Vorgegebener Text:
(+) plus: Die Krise hat die Bauwirtschaft hart getroffen. 2010 soll laut Experten sogar noch schlechter werden, weil die Branche 2009 noch auf einen hohen Auftragsstand zurückgreifen konnte. Mit welchen Erwartungen geht die Gewerkschaft Bau-Holz ins neue Jahr?
Josef Muchitsch: Es ist tatsächlich aus heutiger Sicht davon auszugehen, dass sich das Ergebnis von 2009 im nächsten Jahr noch leicht verschlechtern wird. Aber der große Einbruch, wie er in der ersten Jahreshälfte noch befürchtet wurde, wird ausbleiben. Dass es nur zu einem leichten Rückgang kommen wird, liegt nicht zuletzt an den Maßnahmen der Bundesregierung zur Stützung und Ankurbelung der Konjunktur. Davon haben viele Branchen in der Bauwirtschaft profitiert.

Aufgabe A:
Worauf konnte die Branche laut dem Interview zur Bauwirtschaft im Jahr 2009 noch zurückgreifen?
Aufgabe B:
Nennen Sie die Person und die beiden Institutionen, die im Interview zur Bauwirtschaft ausdrücklich beim Namen genannt werden.

Datensätze:
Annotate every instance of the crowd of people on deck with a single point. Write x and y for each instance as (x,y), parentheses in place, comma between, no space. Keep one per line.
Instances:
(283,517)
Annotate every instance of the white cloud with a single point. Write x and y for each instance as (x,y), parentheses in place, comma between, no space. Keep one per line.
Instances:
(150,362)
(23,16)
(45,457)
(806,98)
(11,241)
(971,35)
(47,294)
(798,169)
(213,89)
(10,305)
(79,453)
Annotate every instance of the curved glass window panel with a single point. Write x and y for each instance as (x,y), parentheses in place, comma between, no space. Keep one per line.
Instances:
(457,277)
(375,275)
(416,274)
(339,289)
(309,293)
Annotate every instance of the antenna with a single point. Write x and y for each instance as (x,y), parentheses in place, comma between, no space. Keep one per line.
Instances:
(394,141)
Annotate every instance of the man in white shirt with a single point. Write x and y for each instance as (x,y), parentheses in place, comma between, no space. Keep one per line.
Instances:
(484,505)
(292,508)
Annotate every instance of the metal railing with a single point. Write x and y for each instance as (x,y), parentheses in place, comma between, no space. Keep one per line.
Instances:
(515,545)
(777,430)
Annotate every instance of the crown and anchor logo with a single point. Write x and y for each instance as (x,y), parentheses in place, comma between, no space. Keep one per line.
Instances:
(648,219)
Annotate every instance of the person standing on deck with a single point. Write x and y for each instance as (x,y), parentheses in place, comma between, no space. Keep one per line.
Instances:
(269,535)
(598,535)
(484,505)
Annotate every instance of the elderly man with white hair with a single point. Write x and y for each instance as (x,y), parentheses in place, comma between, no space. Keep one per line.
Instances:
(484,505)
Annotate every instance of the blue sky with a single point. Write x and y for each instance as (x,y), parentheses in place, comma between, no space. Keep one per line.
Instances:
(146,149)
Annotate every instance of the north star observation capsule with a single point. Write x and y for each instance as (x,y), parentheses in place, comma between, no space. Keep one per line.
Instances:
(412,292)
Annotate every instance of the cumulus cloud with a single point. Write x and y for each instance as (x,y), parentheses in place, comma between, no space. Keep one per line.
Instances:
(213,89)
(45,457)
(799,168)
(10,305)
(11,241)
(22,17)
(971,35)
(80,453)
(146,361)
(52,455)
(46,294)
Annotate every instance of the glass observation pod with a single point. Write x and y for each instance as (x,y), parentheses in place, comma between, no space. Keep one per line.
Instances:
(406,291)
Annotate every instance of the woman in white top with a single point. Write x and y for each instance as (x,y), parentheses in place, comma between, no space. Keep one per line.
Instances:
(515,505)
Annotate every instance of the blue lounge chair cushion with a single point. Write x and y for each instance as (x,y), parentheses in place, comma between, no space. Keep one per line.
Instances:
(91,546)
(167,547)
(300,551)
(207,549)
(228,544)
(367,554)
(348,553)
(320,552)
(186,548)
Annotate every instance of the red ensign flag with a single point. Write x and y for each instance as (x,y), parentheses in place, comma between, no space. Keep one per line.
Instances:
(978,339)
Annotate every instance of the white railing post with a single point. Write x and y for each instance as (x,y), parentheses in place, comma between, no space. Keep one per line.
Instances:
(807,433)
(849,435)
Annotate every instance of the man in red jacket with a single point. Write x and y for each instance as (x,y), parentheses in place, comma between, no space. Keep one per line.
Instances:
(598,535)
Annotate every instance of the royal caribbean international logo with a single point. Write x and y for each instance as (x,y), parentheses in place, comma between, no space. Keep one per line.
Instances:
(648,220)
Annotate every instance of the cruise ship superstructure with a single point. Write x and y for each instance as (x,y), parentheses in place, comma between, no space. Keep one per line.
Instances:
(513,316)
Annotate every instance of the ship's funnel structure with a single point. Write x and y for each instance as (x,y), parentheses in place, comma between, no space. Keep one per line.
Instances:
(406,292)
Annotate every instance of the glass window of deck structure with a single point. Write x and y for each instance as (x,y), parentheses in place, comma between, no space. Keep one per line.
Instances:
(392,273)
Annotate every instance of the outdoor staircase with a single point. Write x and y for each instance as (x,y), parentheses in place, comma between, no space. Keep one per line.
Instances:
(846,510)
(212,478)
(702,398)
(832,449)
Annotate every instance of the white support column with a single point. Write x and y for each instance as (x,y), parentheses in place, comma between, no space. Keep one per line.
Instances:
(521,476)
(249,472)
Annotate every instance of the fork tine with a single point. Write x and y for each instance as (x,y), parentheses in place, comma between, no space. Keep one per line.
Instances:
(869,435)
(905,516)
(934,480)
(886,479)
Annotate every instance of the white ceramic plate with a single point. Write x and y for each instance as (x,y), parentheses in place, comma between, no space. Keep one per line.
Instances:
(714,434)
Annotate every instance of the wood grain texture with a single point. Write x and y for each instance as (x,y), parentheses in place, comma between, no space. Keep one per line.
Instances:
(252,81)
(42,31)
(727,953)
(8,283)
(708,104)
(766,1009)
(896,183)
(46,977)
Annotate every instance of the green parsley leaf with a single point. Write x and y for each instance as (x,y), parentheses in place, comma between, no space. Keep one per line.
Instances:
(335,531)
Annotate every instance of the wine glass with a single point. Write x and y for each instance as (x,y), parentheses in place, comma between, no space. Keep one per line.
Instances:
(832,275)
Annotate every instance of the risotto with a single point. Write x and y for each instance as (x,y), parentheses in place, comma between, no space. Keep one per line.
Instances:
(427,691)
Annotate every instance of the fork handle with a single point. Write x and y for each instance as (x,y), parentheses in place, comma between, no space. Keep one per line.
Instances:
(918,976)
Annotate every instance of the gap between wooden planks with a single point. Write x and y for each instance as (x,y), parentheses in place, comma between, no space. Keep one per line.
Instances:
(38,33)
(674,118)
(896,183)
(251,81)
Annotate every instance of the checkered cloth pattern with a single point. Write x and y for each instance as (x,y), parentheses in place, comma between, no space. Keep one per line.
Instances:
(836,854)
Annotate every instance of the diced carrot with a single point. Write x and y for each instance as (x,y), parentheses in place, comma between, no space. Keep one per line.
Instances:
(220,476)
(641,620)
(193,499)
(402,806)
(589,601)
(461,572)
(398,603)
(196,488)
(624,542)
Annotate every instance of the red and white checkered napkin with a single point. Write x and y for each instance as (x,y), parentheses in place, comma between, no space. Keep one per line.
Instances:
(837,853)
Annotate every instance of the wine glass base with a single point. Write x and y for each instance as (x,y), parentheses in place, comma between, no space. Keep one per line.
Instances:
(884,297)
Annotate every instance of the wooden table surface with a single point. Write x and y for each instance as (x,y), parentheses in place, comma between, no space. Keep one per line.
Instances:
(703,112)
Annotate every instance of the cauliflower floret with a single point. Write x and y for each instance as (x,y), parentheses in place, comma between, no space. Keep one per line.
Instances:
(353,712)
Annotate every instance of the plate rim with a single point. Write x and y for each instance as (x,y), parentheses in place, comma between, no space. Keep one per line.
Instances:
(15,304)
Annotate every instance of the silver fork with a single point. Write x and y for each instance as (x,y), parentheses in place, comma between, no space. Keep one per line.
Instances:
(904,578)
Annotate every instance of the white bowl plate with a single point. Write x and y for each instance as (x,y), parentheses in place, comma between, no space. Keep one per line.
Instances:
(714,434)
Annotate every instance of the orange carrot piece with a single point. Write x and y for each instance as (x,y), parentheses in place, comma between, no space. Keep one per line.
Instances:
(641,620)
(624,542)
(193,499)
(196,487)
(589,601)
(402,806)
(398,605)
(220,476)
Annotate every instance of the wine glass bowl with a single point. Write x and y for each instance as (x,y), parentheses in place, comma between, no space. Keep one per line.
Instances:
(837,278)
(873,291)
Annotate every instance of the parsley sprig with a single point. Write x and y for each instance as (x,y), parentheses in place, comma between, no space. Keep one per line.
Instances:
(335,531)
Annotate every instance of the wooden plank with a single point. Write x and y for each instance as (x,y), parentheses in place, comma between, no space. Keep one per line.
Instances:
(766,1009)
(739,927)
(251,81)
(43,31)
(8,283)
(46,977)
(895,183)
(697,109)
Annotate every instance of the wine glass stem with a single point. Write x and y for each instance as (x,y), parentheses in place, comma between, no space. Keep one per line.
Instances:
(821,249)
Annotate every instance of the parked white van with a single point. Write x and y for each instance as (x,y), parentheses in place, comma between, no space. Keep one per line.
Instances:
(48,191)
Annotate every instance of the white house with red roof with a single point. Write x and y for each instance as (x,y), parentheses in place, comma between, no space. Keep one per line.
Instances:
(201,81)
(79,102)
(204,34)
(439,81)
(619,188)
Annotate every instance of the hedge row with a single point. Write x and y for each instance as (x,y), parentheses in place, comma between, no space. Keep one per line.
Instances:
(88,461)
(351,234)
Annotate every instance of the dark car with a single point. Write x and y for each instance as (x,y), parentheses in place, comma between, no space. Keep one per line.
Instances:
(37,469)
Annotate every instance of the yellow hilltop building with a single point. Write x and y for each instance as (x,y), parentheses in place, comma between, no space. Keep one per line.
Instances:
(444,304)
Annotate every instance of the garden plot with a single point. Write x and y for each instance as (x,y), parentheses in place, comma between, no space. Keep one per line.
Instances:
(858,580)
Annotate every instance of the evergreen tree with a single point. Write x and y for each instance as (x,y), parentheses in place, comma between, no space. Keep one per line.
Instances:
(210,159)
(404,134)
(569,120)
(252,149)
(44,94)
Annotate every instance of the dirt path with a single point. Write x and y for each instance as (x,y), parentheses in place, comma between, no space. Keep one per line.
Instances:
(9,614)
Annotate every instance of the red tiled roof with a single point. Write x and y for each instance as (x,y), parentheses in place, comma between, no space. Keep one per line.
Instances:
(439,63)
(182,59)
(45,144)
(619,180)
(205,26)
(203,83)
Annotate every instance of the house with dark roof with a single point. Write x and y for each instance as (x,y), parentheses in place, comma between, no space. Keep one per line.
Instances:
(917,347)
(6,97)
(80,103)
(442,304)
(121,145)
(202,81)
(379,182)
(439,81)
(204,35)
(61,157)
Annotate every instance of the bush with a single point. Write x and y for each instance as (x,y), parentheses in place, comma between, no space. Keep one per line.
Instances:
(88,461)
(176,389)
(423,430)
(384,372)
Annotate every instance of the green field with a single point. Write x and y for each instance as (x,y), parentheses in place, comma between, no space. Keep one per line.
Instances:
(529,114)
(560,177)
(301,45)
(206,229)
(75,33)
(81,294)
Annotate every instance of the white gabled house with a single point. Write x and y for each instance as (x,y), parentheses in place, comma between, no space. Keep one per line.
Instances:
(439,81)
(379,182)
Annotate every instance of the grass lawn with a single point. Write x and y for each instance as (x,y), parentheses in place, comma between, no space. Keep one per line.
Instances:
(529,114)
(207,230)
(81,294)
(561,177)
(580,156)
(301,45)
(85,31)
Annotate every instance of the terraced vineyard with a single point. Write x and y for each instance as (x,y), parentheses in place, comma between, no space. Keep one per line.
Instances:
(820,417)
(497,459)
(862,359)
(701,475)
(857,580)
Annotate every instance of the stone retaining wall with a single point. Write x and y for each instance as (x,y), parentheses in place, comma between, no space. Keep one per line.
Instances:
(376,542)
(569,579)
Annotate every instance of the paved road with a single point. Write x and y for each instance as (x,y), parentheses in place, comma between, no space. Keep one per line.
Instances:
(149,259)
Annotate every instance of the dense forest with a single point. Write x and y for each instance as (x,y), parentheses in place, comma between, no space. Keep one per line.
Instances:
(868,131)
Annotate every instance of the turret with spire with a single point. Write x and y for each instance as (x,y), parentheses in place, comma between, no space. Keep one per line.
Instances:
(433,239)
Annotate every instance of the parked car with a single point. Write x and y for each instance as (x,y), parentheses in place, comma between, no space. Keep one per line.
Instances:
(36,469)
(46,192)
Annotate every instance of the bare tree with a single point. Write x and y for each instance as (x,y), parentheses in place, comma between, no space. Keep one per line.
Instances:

Lösung A:
Auf einen hohen Auftragsstand.

Lösung B:
Josef Muchitsch, die Gewerkschaft Bau-Holz und die Bundesregierung.